━━ Text extract ━━

As illustrated, the components of the system 100, such as the electronic computing device 105, the user device 110, and the file repository 115, are communicatively coupled over one or more wireless or wired communication networks 120. The communication networks 120 of the system 100 may be wired or implemented wirelessly using any suitable protocol. For example, the communication networks 120 may be implemented using one or more of a wide area network, such as the Internet, a Long Term Evolution (LTE) network, a Global System for Mobile Communications (or Groupe Spécial Mobile (GSM)) network, a Code Division Multiple Access (CDMA) network, an Evolution-Data Optimized (EV-DO) network, an Enhanced Data Rates for GSM Evolution (EDGE) network, a 3G network, a 4G network, a 5G network, a local area network, for example a Wi-Fi network, a personal area network, for example a Bluetooth™ network, and combinations or derivatives thereof. For example, the electronic computing device 105, the user device 110, and the file repository 115 may be configured to communication via one or more of the Internet (including public and private Internet Protocol (IP) networks), a Bluetooth network, a Wi-Fi network, for example operating in accordance with an Institute of Electrical and Electronics Engineers (IEEE) 802.11 standard (e.g., 802.11a, 802.11b, 802.11g, 802.11ax), a 3G standard network (including Global System for Mobiles (GSM) and Code Division Multiple Access (CDMA) standards), an LTE (Long-Term Evolution) network or other types of GSM networks, a 5G (including a network architecture compliant with, for example, the Third Generation Partnership Project (3GPP) Technical Specification (TS) 23 specification series and a new radio (NR) air interface compliant with the 3GPP TS 38 specification series) standard network, a Citizens Broadband Radio Service (CBRS), Worldwide Interoperability for Microwave Access (WiMAX) network, for example operating in accordance with an IEEE 802.16 standard, a Low Earth Orbit (LEO) network (e.g., for satellite phones or Internet connection), a Geosynchronous Orbit (GEO) network (e.g., for satellite phones), an Evolution-Data Optimized (EV-DO) network, an Enhanced Data Rates for Global Evolution (EDGE) network, or another similar type of wireless network.

━━━

Goal A:
Do these statements agree with the text on communication networks? For each, answer yes or no and quote the words of the text that decide it. (i) The communication networks 120 may be either wired or wireless. (ii) The Wi-Fi network may operate in accordance with an IEEE 802.16 standard. (iii) A Geosynchronous Orbit network is named as being for satellite phones.

━━ Input records ━━

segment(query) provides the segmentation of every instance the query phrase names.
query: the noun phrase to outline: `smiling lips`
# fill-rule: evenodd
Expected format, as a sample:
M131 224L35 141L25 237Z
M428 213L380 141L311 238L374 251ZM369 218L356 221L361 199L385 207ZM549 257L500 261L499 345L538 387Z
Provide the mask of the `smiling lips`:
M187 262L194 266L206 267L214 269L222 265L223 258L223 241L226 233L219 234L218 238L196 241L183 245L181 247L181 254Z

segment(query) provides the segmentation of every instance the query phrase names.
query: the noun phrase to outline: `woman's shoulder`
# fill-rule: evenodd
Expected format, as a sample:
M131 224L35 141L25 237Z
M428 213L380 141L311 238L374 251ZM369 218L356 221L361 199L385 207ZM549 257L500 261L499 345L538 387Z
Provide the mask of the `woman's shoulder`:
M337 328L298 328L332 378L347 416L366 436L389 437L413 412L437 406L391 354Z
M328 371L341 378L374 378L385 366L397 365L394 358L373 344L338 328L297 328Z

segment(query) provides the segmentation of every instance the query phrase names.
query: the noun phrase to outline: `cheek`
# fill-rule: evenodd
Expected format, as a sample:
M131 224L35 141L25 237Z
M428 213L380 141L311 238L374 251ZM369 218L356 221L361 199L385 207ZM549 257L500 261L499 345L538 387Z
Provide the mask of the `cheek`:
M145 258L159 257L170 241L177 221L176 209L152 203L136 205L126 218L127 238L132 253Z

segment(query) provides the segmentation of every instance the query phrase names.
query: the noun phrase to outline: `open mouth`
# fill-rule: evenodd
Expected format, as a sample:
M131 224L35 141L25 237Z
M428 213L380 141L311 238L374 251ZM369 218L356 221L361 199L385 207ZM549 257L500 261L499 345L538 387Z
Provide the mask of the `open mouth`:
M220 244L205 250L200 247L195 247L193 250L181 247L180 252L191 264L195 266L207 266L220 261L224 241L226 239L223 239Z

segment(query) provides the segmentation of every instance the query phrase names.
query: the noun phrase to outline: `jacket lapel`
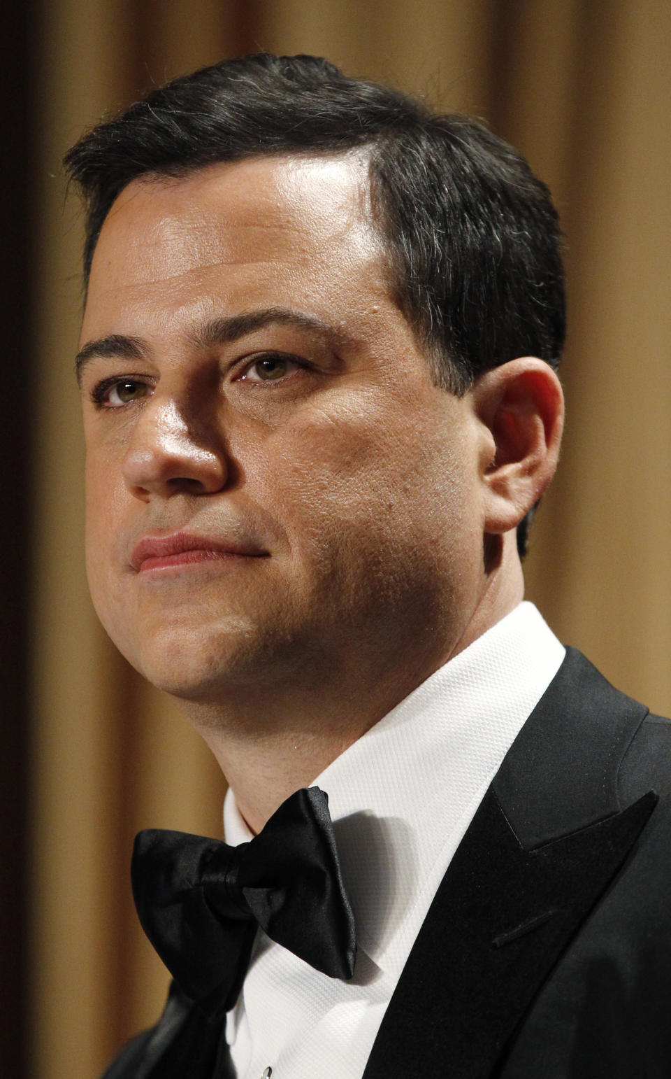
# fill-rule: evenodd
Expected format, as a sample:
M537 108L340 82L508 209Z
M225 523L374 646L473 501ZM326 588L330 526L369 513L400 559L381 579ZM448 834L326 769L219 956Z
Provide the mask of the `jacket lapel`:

━━━

Goal B:
Can you reproduce the entries from their first line through the line containing "M187 262L194 266L206", inclusive?

Expected answer A:
(i) Yes: "The communication networks 120 of the system 100 may be wired or implemented wirelessly using any suitable protocol."
(ii) No: "a Wi-Fi network, for example operating in accordance with an Institute of Electrical and Electronics Engineers (IEEE) 802.11 standard"
(iii) Yes: "a Geosynchronous Orbit (GEO) network (e.g., for satellite phones)"

Expected answer B:
segment(query) provides the segmentation of every instance the query phrase names.
query: the noun phrase to outline: `smiling lips`
# fill-rule: evenodd
Expected format, as a sample:
M131 224L35 141L25 237Z
M428 213L380 141L311 238L374 251ZM369 218L356 221L361 199L385 207ZM549 257L500 261L499 345L538 387Z
Provide the mask of the `smiling lips`:
M187 262L194 266L206 267L214 269L222 265L223 258L223 241L226 233L219 234L218 238L196 241L183 245L181 247L181 254Z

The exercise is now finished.